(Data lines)
····················

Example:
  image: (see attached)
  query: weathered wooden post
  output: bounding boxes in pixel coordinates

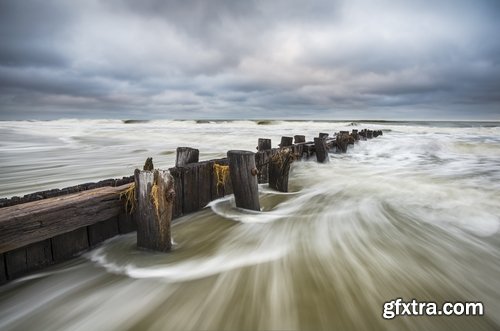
[257,138,271,152]
[351,129,359,140]
[269,147,294,192]
[142,157,155,171]
[293,135,306,144]
[336,131,349,153]
[280,137,293,148]
[134,169,175,252]
[314,138,330,163]
[227,150,260,210]
[175,147,200,167]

····················

**REQUIREMENT:**
Render every one of the lines above as a Markdown table with the columns "No." and "Line", numbering the rows in order and skipping blank lines. Leave the pictures out of the table.

**ANSWER FOR THIS EXERCISE:**
| No. | Line |
|---|---|
| 1 | Example: |
| 2 |   image: (see attached) |
| 3 |   query: weathered wooden post |
| 4 |   output: bounding boxes in pixel coordinates |
| 5 | [257,138,271,152] |
| 6 | [351,129,359,140] |
| 7 | [269,147,294,192] |
| 8 | [142,157,155,171] |
| 9 | [293,135,306,144] |
| 10 | [336,131,349,153] |
| 11 | [280,137,293,148] |
| 12 | [134,169,175,252] |
| 13 | [314,138,330,163] |
| 14 | [227,150,260,210] |
| 15 | [175,147,200,167] |